From the material below, extract every line that contains the word "white".

----------

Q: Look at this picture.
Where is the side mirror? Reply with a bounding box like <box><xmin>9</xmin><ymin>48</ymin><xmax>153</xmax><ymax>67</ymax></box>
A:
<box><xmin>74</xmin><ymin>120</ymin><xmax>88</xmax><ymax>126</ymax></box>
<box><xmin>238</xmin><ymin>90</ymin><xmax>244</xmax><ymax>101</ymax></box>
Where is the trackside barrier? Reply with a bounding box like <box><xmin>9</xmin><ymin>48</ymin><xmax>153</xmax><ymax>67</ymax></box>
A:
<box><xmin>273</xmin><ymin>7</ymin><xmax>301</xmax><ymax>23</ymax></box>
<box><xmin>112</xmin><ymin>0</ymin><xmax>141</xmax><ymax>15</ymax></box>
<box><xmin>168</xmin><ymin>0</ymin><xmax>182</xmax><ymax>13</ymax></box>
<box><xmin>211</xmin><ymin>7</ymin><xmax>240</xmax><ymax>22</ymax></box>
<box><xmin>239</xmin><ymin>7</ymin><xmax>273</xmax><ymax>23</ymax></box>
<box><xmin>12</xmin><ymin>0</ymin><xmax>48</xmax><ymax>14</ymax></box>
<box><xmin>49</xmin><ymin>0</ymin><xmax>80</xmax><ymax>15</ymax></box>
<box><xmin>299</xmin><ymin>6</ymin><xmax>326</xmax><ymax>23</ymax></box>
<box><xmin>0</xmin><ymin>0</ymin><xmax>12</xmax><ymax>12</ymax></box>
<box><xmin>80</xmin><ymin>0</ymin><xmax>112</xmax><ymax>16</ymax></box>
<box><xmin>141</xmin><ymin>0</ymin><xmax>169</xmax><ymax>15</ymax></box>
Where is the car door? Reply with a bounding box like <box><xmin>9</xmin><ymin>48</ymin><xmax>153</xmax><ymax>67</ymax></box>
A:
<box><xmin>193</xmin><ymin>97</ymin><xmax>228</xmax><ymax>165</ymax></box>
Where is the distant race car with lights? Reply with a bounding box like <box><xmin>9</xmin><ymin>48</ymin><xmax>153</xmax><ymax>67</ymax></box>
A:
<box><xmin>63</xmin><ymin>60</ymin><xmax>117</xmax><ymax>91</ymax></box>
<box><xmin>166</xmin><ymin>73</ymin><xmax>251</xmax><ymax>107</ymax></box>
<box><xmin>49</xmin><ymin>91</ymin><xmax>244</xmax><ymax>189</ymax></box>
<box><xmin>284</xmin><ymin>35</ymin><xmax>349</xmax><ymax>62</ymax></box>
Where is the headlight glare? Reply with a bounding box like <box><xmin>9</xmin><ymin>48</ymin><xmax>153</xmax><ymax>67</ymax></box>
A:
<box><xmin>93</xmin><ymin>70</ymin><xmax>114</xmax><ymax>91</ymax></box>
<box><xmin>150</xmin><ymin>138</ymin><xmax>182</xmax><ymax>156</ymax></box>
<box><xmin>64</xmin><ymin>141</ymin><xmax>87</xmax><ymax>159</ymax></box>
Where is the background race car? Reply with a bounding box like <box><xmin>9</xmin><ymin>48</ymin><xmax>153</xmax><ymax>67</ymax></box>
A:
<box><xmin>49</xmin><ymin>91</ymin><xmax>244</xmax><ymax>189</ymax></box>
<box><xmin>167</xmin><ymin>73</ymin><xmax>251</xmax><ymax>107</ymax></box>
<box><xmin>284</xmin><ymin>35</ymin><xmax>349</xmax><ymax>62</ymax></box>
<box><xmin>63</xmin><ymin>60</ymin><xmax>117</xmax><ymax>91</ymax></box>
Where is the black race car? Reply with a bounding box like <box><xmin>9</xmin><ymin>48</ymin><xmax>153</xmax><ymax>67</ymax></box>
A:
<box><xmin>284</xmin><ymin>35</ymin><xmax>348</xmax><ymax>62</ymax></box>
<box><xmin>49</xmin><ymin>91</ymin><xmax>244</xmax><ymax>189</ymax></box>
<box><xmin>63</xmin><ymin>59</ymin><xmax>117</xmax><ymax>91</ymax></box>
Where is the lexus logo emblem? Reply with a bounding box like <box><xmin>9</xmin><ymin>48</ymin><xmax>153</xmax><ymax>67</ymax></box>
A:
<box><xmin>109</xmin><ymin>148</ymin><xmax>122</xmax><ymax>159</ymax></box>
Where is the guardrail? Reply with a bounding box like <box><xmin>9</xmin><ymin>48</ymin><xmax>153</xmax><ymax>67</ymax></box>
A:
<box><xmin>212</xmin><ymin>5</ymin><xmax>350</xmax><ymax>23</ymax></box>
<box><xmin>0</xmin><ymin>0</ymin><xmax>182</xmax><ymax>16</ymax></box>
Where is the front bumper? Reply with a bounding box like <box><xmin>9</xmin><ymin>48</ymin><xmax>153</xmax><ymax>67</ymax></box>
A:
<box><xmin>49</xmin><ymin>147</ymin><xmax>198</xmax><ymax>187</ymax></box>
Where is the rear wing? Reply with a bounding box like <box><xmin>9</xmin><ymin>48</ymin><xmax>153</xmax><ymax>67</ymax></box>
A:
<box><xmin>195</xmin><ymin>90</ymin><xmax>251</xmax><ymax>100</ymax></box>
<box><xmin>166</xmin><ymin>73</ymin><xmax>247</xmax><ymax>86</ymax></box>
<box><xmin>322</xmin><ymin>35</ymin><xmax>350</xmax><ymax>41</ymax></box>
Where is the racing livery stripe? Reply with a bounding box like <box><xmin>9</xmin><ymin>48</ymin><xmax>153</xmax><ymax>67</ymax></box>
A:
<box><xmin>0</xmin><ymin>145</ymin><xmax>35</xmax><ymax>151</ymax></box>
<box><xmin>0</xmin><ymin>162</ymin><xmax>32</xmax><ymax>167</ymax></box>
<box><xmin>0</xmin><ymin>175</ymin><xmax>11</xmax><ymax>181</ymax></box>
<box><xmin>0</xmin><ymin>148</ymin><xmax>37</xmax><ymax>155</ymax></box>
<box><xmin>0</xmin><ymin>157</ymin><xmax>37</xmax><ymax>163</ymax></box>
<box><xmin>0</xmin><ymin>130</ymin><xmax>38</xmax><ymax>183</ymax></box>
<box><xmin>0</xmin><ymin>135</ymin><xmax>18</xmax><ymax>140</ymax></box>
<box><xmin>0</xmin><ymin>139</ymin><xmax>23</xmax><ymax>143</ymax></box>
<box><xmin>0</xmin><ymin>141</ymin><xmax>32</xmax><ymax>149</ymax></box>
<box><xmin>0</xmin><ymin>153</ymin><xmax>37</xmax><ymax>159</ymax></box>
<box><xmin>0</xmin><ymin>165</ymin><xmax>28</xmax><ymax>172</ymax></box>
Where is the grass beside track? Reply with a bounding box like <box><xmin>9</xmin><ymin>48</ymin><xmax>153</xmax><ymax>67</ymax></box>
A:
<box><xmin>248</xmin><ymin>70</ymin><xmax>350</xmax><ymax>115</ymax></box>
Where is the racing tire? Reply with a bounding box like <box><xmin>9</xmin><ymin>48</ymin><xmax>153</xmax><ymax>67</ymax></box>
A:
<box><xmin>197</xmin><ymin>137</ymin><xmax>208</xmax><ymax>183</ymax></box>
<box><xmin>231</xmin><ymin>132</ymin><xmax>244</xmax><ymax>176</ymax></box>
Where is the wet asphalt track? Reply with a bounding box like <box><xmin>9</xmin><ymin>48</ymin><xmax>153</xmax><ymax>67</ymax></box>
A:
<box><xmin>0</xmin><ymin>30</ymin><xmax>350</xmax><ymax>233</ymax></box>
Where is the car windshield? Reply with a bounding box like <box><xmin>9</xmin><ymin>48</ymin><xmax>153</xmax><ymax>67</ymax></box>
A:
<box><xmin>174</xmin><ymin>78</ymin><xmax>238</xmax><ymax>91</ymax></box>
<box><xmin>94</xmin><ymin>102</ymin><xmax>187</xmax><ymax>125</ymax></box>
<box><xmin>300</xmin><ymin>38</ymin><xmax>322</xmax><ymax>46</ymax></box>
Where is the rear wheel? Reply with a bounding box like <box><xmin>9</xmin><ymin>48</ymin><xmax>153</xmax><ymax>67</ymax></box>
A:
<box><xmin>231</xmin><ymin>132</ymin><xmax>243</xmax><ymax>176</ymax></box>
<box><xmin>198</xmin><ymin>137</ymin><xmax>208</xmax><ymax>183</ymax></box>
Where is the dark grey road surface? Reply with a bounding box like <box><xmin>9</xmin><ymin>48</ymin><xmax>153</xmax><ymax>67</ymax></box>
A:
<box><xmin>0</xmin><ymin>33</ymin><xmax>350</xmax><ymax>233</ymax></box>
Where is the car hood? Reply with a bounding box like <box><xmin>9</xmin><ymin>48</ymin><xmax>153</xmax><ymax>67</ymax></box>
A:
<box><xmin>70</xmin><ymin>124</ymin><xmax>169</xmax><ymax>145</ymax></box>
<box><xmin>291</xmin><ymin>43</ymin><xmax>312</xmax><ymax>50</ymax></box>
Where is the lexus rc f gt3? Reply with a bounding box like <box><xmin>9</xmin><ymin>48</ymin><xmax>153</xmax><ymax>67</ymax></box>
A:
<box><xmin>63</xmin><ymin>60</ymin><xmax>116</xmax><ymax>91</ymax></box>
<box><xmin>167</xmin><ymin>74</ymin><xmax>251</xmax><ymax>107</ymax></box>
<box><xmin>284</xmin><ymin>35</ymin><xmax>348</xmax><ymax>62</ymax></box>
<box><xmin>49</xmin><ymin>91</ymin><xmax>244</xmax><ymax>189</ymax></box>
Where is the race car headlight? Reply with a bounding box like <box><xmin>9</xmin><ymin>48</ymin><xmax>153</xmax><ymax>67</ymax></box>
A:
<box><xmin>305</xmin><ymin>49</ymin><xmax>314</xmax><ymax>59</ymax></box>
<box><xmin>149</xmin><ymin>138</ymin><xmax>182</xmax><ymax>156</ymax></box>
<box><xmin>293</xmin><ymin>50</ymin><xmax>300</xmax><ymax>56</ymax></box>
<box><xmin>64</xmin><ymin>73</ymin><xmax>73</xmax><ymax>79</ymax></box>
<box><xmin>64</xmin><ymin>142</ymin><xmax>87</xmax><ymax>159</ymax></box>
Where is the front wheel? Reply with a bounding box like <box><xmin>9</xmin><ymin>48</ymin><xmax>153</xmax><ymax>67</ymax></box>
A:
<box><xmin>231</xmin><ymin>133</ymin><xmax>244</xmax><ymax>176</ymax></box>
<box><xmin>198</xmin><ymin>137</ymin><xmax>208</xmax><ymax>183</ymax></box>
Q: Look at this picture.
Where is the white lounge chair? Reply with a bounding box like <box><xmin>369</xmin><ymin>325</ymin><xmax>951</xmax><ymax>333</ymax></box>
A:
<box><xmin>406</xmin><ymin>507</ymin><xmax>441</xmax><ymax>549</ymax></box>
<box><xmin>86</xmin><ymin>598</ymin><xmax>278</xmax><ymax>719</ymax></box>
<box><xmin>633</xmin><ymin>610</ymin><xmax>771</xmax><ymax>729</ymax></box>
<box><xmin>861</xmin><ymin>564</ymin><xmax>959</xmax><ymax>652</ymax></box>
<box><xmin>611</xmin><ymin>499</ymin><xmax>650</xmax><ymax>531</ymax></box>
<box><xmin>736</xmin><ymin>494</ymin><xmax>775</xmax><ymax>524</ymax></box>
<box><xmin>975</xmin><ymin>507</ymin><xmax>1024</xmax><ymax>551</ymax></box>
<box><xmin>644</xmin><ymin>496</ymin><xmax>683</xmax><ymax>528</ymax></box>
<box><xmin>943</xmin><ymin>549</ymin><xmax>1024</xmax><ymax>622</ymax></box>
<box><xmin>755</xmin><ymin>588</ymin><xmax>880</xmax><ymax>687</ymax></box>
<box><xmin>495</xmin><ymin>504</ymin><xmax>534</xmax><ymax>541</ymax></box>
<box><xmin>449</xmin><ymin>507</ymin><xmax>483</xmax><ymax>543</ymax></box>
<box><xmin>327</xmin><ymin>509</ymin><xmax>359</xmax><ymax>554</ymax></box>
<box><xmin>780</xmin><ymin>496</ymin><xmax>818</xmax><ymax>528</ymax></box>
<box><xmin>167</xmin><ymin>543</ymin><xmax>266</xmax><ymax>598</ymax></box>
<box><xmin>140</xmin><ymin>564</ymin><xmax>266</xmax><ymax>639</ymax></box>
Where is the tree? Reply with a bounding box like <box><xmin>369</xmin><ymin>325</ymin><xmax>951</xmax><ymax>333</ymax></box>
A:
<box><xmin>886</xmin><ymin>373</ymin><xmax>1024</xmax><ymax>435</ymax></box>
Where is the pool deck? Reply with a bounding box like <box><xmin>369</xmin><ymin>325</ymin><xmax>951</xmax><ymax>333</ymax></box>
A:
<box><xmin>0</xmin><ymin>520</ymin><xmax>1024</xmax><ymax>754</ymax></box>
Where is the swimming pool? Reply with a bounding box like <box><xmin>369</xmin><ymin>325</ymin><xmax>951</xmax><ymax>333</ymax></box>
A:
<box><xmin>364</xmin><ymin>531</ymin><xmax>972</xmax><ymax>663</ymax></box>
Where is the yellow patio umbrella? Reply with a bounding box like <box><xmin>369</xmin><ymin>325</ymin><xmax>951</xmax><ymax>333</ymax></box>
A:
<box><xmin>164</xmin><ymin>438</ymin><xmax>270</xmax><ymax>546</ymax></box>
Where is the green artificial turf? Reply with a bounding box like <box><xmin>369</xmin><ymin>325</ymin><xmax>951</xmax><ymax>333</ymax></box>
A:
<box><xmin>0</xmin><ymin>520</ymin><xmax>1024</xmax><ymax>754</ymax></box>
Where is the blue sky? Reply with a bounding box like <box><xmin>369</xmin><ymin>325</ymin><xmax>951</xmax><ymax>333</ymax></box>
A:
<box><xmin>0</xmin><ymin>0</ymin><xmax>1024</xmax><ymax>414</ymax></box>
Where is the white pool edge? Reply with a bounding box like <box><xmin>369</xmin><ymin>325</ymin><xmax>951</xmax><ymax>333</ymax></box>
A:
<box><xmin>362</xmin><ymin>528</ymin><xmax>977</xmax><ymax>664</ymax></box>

----------

**Answer to this problem**
Where is the white lounge chair? Reply with a bounding box like <box><xmin>369</xmin><ymin>325</ymin><xmax>951</xmax><ymax>333</ymax></box>
Where is the white pool edge? Reply with a bounding box like <box><xmin>369</xmin><ymin>325</ymin><xmax>951</xmax><ymax>333</ymax></box>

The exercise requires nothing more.